PROBLEMS:
1. Please duplicate the passage of the Queensland employment debate between "Now, I praise" and "the coal industry.", inclusive, keeping every word unchanged.
2. Go on with the Queensland employment debate, starting right after its last sentence.

PROVIDED TEXT:
'''
House debates

Thursday, 1 March 2018

Matters of Public Importance

Queensland: Employment

3:16 pm

Photo of Bob KatterBob Katter (Kennedy, Katter's Australian Party) Share this | Hansard source

This gentleman here said, 'I don't know. Why?' That is actually an excellent comment, because in this place you seriously don't know why. Well, I'll tell you. With your free market policies, you decided that you would have no manufacturing in this country, that you would slowly crush agriculture out of existence and that you would buy everything from overseas. Those of us sitting in suits in this place are in apparel that now comes from overseas. We wear boots the leather for which comes from overseas. We have a telephone that comes from overseas. Our biros come from overseas. Our glasses come from overseas. Everything comes from overseas. I say to the honourable gentleman: if you want to buy all your white goods, all your petrol, all your motor cars and everything else from overseas, well, you've got to sell something. Well, thanks to you free marketeers, we don't have anything that we can sell! There's nothing left that this country can sell!

Don't tell me about mining, because I've been mining since I was a kid. I was raised and teethed on mining. I'm a mining man and I will be until the day that I die, so don't tell me about mining. We are not a mining country. A mine is when you dig it out of the ground and sell a metal. We dig it out of the ground and sell the ground. That it's quarrying. It's not mining; it's quarrying. We're reduced now to two quarries.

Let me be very specific: the income to this nation is supposedly $364 billion a year. If you take out the derivatives and the round robins, which were only put in four years ago—namely, the selling of student visas and the selling of coal seam gas—yes, it brings in $23 billion, but, thanks to idiocy of the people in Queensland and the people in this place, it just boomerangs out again. There's no wage structure in coal seam gas. We sold it for 6c a gigajoule and we're buying it back for $16 a gigajoule. That's a free market! It's a free market run by numbskulls!

I reeled off in question time today how the free marketeers decided to deregulate the wool industry, the biggest income item for this country in its entire history, and in the year it was deregulated it was still the biggest export earner at $6,000 million—$16 billion a year, in today's money, gone; gas—$23 billion gone; the motor vehicle industry—$21 billion gone; petrol, no ethanol—$19 billion gone; the Galilee coal rail line, worth $12 billion a year to the Australian economy—no Galilee rail line. That's $91 billion a year that this government is losing because of free market policies.

Now, I praise the government fulsomely on their aggression with respect to the Galilee. But I've got to say: are you fair dinkum? If you were fair dinkum, you'd set up an authority tomorrow to build the railway line instead of some poor beggar from overseas desperately trying to build it and being the target of everyone in the world who, for one reason or another, wants to close down the coal industry.
'''
Image object location entries
'''
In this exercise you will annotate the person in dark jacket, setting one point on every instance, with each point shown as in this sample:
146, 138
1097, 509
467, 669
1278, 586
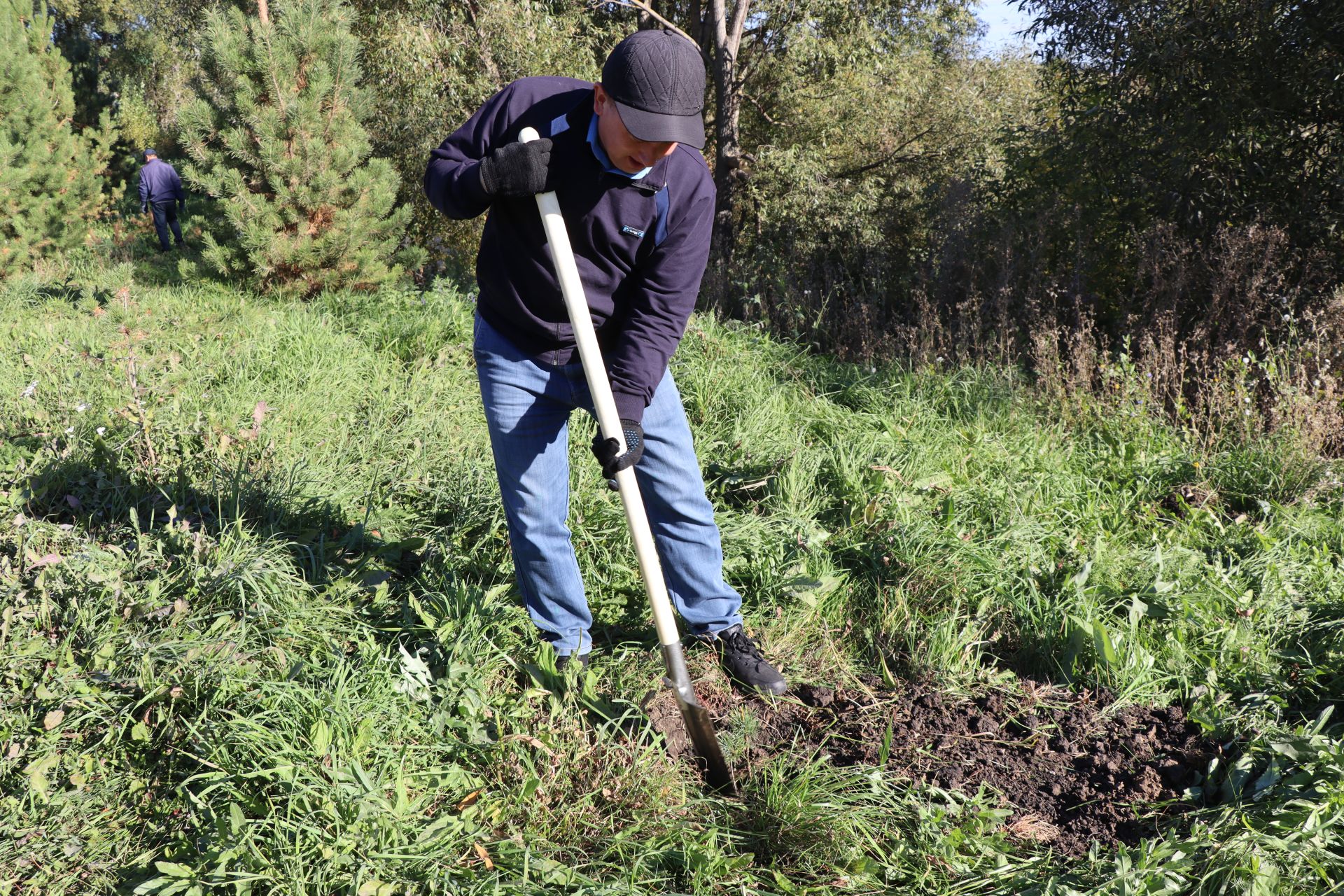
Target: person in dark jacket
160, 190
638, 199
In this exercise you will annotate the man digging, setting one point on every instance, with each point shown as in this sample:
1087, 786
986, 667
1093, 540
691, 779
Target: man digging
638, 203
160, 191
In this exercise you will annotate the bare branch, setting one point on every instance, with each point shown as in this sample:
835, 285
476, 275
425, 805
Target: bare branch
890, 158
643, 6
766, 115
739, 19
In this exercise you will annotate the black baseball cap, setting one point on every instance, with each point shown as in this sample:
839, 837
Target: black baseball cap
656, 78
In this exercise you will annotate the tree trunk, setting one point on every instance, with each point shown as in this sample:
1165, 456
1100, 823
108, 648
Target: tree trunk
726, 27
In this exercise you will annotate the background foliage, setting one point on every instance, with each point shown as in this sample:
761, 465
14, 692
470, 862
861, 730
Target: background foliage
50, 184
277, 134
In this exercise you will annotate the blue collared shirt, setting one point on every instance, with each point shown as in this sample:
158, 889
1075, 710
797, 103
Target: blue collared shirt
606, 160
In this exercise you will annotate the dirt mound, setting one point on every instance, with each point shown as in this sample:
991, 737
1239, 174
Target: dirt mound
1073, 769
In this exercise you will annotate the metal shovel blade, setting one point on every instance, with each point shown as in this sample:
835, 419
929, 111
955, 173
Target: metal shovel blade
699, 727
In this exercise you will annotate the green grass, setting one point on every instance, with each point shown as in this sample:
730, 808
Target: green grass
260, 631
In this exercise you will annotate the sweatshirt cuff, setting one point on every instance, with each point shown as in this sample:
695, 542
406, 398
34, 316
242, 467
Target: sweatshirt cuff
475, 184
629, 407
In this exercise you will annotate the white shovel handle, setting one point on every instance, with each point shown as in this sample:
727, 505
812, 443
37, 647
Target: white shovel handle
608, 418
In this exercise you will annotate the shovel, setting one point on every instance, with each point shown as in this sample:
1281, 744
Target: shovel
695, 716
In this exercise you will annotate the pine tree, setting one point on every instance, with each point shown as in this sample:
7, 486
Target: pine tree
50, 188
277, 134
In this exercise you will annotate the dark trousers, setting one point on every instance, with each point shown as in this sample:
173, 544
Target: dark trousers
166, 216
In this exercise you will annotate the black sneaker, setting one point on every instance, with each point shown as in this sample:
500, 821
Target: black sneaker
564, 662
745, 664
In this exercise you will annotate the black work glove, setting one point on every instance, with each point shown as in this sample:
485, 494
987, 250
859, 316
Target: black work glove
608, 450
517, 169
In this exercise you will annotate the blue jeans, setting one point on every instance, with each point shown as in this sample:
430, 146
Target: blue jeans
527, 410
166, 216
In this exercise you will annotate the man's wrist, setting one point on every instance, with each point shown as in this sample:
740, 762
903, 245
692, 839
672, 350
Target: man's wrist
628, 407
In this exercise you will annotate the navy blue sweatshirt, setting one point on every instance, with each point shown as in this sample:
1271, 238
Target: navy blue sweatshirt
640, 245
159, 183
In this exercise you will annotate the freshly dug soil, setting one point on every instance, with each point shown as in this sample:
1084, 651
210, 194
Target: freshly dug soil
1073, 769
'''
'''
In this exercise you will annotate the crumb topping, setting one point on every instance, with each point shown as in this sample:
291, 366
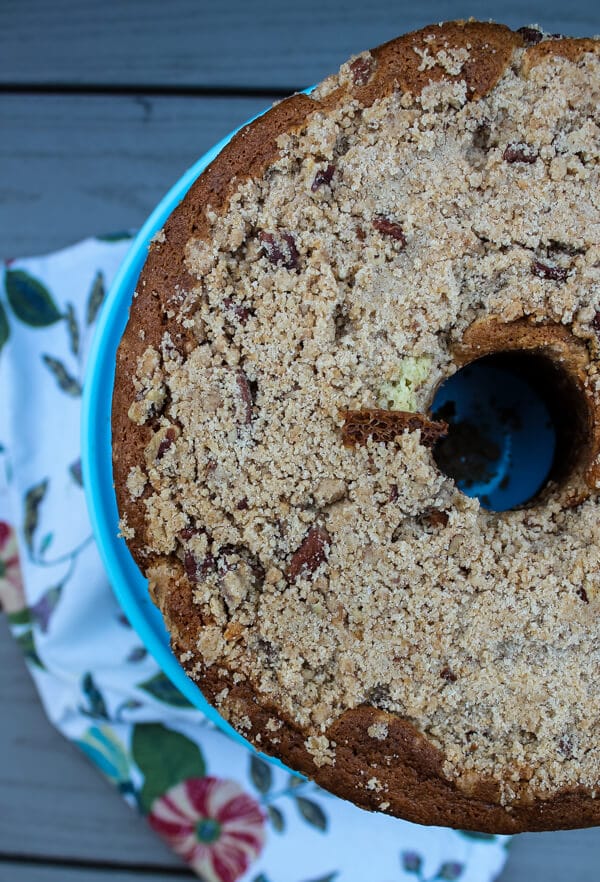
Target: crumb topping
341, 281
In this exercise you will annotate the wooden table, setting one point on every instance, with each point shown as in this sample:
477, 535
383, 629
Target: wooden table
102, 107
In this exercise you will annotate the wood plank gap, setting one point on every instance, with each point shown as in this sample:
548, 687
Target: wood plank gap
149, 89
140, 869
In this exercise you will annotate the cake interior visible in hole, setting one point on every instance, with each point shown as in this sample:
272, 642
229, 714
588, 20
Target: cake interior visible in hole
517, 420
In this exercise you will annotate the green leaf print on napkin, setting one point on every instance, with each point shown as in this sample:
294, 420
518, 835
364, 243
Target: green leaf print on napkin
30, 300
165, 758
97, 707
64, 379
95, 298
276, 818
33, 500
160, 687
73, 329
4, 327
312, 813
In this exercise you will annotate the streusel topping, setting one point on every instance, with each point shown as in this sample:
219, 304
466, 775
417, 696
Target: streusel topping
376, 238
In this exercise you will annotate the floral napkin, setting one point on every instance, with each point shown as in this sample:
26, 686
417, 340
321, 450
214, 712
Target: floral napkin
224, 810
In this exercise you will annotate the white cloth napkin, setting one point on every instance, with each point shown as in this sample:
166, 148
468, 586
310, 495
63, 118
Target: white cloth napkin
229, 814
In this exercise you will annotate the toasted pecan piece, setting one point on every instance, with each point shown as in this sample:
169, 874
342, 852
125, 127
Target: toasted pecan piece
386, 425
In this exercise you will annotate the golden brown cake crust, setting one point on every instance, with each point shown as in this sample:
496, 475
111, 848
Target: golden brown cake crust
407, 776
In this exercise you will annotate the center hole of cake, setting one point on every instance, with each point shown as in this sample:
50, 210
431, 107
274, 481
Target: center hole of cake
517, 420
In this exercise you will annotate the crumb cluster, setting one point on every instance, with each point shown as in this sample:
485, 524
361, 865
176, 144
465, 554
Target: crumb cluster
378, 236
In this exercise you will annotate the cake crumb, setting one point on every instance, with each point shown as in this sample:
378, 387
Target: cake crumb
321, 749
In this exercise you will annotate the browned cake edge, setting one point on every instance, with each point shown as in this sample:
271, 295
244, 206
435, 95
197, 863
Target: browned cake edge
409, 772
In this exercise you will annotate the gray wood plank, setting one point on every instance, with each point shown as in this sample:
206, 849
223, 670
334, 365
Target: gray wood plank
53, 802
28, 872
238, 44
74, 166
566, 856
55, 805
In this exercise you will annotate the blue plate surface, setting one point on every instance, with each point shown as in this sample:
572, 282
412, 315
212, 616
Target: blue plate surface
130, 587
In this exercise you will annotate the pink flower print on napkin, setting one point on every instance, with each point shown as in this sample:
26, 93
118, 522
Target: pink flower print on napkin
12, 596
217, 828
'''
ANSWER SET:
1.
Now, I praise the government fulsomely on their aggression with respect to the Galilee. But I've got to say: are you fair dinkum? If you were fair dinkum, you'd set up an authority tomorrow to build the railway line instead of some poor beggar from overseas desperately trying to build it and being the target of everyone in the world who, for one reason or another, wants to close down the coal industry.

2.
I happen to a be a bit of an expert in this field because I was the mines and energy minister in the Queensland government in 1990 when we had the cheapest electricity in the world. How did we do that? We didn't have private enterprise build the power station; we built the power station. It was manned by about 160, 200 workers, exactly the same manning level as the Collinsville power station. Collinsville put out 200 megawatts, and Gladstone, which was the biggest power station in the world, was putting out 1,400 megawatts with the same manning levels because the coal was free—but whenever there's a free market government it's the opposite. We took one per cent of the coal, so consumers in Queensland got their electricity from free coal. That's a government that is doing its job. So, we commend the government for their aggression on the Galilee, but, please, will you get fair dinkum and set up an authority to build the railway line instead of asking some poor beggar from overseas to struggle in a situation where it is very difficult for any of us to see how he's ever going to be able to build the railway line.

Let me turn to the ALP. There is no doubt that the government is 100 per cent right on this: the ALP are singing one tune in North Queensland and they are singing an entirely different tune in Brisbane. We all know Jackie Trad runs the government, and we all know that she scraped in by two per cent ahead of the Greens. Well, it's a pity that some in the ALP didn't take a page out of Mr Albanese's book, because, when he was trailing by two per cent, he went after the Greens. Slap! He bashed them and bashed them and bashed them.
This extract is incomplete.